··· Materials provided ···

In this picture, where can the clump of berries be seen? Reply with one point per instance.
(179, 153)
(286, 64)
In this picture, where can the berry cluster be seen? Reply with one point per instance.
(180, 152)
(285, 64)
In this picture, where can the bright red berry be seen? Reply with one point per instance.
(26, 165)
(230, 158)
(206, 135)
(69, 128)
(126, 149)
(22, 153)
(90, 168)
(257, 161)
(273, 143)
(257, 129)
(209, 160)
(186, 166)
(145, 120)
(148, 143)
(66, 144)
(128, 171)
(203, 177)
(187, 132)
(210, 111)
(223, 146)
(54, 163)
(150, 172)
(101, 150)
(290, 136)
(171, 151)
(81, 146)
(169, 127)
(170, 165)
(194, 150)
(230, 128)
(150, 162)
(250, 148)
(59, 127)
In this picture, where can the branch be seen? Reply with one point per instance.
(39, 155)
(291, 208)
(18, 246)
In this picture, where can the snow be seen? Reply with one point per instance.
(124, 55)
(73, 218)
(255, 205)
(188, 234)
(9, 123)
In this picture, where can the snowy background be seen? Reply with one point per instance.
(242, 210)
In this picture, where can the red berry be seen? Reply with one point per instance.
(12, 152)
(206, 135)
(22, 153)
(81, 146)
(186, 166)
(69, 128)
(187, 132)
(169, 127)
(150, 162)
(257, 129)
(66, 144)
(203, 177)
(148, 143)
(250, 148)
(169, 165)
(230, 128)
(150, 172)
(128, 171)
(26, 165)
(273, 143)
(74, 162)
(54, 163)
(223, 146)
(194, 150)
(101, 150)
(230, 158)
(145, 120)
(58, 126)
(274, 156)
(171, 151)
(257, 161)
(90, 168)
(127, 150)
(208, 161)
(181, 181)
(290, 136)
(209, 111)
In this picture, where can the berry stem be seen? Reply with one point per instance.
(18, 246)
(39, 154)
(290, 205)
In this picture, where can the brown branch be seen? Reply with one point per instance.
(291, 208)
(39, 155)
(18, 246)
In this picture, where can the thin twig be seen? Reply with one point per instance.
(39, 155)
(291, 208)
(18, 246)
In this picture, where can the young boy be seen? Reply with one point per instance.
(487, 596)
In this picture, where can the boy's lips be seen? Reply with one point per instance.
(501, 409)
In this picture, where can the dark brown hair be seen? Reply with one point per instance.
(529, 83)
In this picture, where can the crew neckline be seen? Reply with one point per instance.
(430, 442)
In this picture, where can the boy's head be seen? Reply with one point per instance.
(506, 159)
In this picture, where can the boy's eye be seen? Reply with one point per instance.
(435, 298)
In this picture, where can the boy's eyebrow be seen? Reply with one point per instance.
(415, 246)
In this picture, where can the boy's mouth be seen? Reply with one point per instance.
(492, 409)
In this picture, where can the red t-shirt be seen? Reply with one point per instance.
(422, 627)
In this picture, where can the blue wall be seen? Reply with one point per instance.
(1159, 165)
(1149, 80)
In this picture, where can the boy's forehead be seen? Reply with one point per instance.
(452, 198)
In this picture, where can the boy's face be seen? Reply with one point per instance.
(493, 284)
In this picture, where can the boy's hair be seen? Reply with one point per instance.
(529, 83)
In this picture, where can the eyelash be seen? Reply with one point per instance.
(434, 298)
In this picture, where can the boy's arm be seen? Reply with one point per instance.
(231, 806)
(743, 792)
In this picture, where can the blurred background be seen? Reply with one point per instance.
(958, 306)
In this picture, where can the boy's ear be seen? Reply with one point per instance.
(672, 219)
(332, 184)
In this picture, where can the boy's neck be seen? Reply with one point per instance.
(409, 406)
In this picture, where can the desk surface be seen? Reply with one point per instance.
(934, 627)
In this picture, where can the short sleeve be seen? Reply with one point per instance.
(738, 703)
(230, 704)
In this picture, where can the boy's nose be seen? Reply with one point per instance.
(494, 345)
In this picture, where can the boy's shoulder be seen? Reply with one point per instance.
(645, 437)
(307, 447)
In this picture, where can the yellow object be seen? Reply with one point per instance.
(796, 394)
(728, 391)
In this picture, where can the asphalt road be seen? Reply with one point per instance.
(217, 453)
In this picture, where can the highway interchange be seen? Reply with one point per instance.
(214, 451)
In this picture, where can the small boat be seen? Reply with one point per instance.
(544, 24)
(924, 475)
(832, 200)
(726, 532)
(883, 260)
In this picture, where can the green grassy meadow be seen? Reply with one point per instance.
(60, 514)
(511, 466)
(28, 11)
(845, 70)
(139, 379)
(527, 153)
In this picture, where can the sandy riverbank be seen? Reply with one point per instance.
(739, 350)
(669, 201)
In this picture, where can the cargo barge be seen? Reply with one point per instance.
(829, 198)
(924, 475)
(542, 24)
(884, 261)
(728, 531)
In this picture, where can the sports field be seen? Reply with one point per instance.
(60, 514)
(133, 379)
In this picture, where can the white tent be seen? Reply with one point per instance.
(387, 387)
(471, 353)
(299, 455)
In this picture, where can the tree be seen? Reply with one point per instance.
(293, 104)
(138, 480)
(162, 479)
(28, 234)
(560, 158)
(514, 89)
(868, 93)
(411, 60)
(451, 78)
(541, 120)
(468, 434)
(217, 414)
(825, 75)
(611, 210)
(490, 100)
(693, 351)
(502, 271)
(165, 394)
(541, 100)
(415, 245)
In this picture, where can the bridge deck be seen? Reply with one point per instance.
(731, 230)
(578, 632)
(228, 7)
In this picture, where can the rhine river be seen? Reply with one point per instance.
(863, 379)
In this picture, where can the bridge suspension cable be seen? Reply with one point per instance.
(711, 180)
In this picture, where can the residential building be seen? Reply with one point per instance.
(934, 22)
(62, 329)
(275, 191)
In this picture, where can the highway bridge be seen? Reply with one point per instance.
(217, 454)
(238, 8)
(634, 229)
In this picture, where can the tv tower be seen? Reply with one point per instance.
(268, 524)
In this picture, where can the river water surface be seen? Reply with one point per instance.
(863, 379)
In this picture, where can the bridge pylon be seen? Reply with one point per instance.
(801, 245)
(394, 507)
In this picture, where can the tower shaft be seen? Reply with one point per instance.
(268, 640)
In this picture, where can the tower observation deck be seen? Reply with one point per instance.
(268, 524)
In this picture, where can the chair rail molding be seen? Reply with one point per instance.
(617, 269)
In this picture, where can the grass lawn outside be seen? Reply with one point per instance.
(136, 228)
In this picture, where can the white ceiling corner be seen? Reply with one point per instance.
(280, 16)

···

Retype every record above exactly as written.

> **Answer to this exercise**:
In this picture, where can the clump of berries be seen? Reply with one point per instance.
(179, 153)
(286, 64)
In this picture, where can the berry cluster be seen? Reply with one point per instance.
(180, 152)
(285, 64)
In this picture, where can the bright red berry be seen? Reply with one point per instance.
(26, 165)
(230, 158)
(206, 135)
(69, 128)
(126, 149)
(22, 153)
(90, 168)
(257, 161)
(273, 143)
(257, 129)
(209, 160)
(186, 166)
(145, 120)
(148, 143)
(66, 144)
(128, 171)
(203, 177)
(187, 132)
(210, 111)
(223, 146)
(54, 163)
(150, 172)
(101, 150)
(290, 136)
(171, 151)
(81, 146)
(169, 127)
(170, 165)
(194, 150)
(230, 128)
(150, 162)
(250, 148)
(59, 127)
In this picture, where can the branch be seen? Reply with one point per instance.
(39, 155)
(291, 208)
(18, 246)
In this picture, where can the snow be seen? Reply with one point per instance.
(124, 55)
(73, 218)
(255, 205)
(188, 234)
(9, 123)
In this picture, where can the snowy background be seen? Reply with one point per instance.
(242, 210)
In this picture, where can the red berry be seen? Reply with one point per instance.
(12, 152)
(206, 135)
(22, 153)
(81, 146)
(186, 166)
(69, 128)
(187, 132)
(169, 127)
(150, 162)
(257, 129)
(66, 144)
(203, 177)
(148, 143)
(250, 148)
(169, 165)
(230, 128)
(150, 172)
(128, 171)
(26, 165)
(273, 143)
(74, 162)
(54, 163)
(223, 146)
(194, 150)
(101, 150)
(230, 158)
(145, 120)
(58, 126)
(274, 156)
(171, 151)
(257, 161)
(90, 168)
(127, 150)
(208, 161)
(181, 181)
(290, 136)
(209, 111)
In this picture, where can the berry stem be seen? Reply with one point per instance.
(18, 246)
(39, 154)
(290, 205)
In this picture, where can the brown branch be seen? Reply with one point per instance.
(291, 208)
(39, 155)
(18, 246)
In this picture, where can the thin twig be seen? Reply with one point per instance.
(39, 155)
(291, 208)
(18, 246)
In this picture, where can the young boy be seen? Reply with one point per instance.
(487, 596)
In this picture, where can the boy's lips be seen? Reply with one point per instance.
(501, 409)
In this picture, where can the dark brown hair be seen? Reply with one point per instance.
(529, 83)
In this picture, where can the crew neckline be seen? Reply with one point per instance.
(430, 442)
In this picture, where can the boy's head be seen? Reply with one point per instance.
(506, 159)
In this picture, where can the boy's eye be seen? Reply with one point per instance.
(435, 298)
In this picture, where can the boy's eyebrow be seen? Reply with one point per instance.
(415, 246)
In this picture, where can the boy's mouth be seen? Reply with one point per instance.
(492, 409)
In this picture, where can the red t-shirt be seen? Reply with one point per instance.
(422, 627)
In this picture, where can the blue wall be seen? Reply with one point per instance.
(1159, 165)
(1149, 80)
In this picture, where can the boy's forehead be seen? Reply with one point per instance.
(452, 198)
In this picture, where can the boy's face be seen? Reply with one point per instance.
(493, 284)
In this picture, where can the boy's hair be seen? Reply with one point per instance.
(529, 83)
In this picture, where can the eyelash be seen? Reply with one point per instance.
(434, 298)
In this picture, where can the boy's arm be seen? Reply with one point per instance.
(231, 806)
(743, 792)
In this picture, where can the blurred background be seen? Reply with one point per instance.
(958, 306)
In this picture, where can the boy's ear be seen? Reply with one point per instance.
(672, 219)
(332, 184)
In this picture, where can the boy's neck be seen? Reply with one point per instance.
(409, 406)
In this picture, where can the desk surface be seen? Reply with one point per instance.
(934, 627)
In this picture, where can the short sleeve be seen? Reply with one point per instance.
(738, 703)
(230, 704)
In this picture, where can the boy's nose be seen? Reply with one point per instance.
(494, 345)
In this picture, where can the boy's shoulder be seen? Reply with one point per instance.
(645, 437)
(307, 447)
In this picture, where can the yellow object be seen? Reply with one point per instance.
(796, 394)
(728, 391)
In this picture, where can the asphalt road be seen? Reply with one point per instance.
(217, 453)
In this picture, where can the highway interchange be seen? Reply with one point per instance.
(214, 451)
In this picture, where can the small boat be seen? Reply with one point per instance.
(544, 24)
(924, 475)
(832, 200)
(726, 532)
(883, 260)
In this picture, where can the green grassy meadow be seen? Reply with one point per instance.
(60, 514)
(511, 466)
(28, 11)
(845, 70)
(139, 379)
(527, 153)
In this picture, where can the sandy riverbank be seen? Reply with one point per instance.
(739, 350)
(669, 201)
In this picture, where can the cargo barge be seen? Reply with one point per instance.
(829, 198)
(924, 475)
(542, 24)
(884, 261)
(728, 531)
In this picture, where can the sports field be seen? Reply with one point per instance.
(60, 514)
(133, 379)
In this picture, where can the white tent be seen? Reply with one point per instance.
(387, 387)
(471, 353)
(299, 455)
In this picture, where can the tree be seen? Reply with one point per instance.
(293, 104)
(138, 480)
(162, 479)
(28, 234)
(560, 158)
(514, 89)
(868, 93)
(411, 60)
(451, 78)
(541, 120)
(468, 434)
(217, 414)
(825, 75)
(611, 210)
(490, 100)
(693, 351)
(502, 271)
(165, 394)
(541, 100)
(415, 245)
In this picture, where can the bridge deck be seen? Reply with one point per instance.
(731, 230)
(578, 632)
(228, 7)
In this picture, where can the rhine river be seen? Reply with one point per instance.
(863, 379)
In this picture, where can the bridge suspension cable be seen? Reply with one point per instance.
(711, 180)
In this picture, where can the residential building be seen? Reply with one point per instance.
(934, 22)
(62, 329)
(275, 191)
In this picture, where can the highway bridge be seen? Reply with one point per instance.
(217, 454)
(238, 8)
(634, 229)
In this picture, where can the tv tower be seen? Reply with one point per instance.
(268, 524)
In this picture, where can the river water surface be seen? Reply with one point per instance.
(863, 379)
In this picture, where can the bridge pylon be seen? Reply with one point per instance.
(801, 245)
(394, 507)
In this picture, where can the tower shaft be seen? Reply with one point per instance.
(268, 640)
In this picture, where can the tower observation deck be seen? Reply with one point per instance.
(268, 524)
In this picture, where can the chair rail molding be seen? Reply with one point per instance.
(617, 269)
In this picture, where can the grass lawn outside be seen? Reply with one point per instance.
(136, 228)
In this picture, where can the white ceiling corner be seen? Reply with one point per instance.
(280, 16)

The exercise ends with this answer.